**CHALLENGE**
Print all records exactly, leaving nothing out.
== PROVIDED ENTRIES
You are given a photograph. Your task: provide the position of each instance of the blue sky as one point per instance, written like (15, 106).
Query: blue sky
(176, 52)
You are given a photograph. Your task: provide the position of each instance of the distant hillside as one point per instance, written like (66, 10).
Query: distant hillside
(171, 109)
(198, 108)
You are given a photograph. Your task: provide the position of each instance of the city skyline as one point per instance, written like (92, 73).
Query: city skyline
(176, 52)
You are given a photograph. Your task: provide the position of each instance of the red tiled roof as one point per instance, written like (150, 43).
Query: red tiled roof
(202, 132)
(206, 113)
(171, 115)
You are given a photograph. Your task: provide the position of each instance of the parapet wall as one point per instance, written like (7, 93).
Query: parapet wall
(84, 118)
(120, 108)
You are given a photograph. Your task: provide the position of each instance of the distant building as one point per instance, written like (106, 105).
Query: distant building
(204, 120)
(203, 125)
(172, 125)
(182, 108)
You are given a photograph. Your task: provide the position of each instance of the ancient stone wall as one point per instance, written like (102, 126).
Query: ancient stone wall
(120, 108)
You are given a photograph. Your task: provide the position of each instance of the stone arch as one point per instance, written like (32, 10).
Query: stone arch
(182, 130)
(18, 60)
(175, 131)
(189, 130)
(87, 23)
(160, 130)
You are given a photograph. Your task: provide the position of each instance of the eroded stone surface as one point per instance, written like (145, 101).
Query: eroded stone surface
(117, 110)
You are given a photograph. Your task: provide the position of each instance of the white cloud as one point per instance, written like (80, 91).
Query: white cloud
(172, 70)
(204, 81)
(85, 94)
====
**THE OUTPUT**
You are given a photograph. Your task: provide the position of each instance of the blue sky as one point per instance, written like (15, 106).
Query: blue sky
(176, 52)
You are given a photograph. Your task: provide the position of each instance of the distant hillside as one point per instance, written like (66, 10).
Query: distant hillside
(171, 109)
(198, 108)
You are given a photograph. Your task: provide the position of each instance of the city skyline as one point per instance, written like (92, 73).
Query: city skyline
(176, 52)
You are given a photograph. Your task: provide the position of each instance of the red tiled roof as one point per instance, written like (150, 43).
Query: red tiled roof
(202, 132)
(206, 113)
(171, 115)
You are given a photograph. Your task: provide the position of each instance of the parapet wall as one point per instance, written like (7, 93).
Query: parapet wall
(84, 118)
(120, 108)
You are given a photograph. Your task: provide the position of each instance of the distant building as one point per instance, written like (106, 105).
Query: distant building
(204, 120)
(203, 125)
(172, 125)
(182, 108)
You are given a photograph. Your task: provide the position of each instance of the ancient stone wall as one point per instance, written like (102, 126).
Query: ancient stone wall
(120, 108)
You are given a photograph. Your task: provide the position of each instance of the stone arch as one point per instance, written like (32, 10).
Query: stone arch
(182, 130)
(18, 60)
(175, 131)
(189, 130)
(87, 23)
(160, 130)
You are given a photograph. Your task: provide the position of each instance of the eroded stone surface as one point per instance, written like (145, 101).
Query: eroded stone surface
(117, 110)
You are given a photograph. Your task: provide the position of each instance of the white cloud as one point per instance, written like (80, 91).
Query: white cloud
(172, 70)
(204, 81)
(85, 94)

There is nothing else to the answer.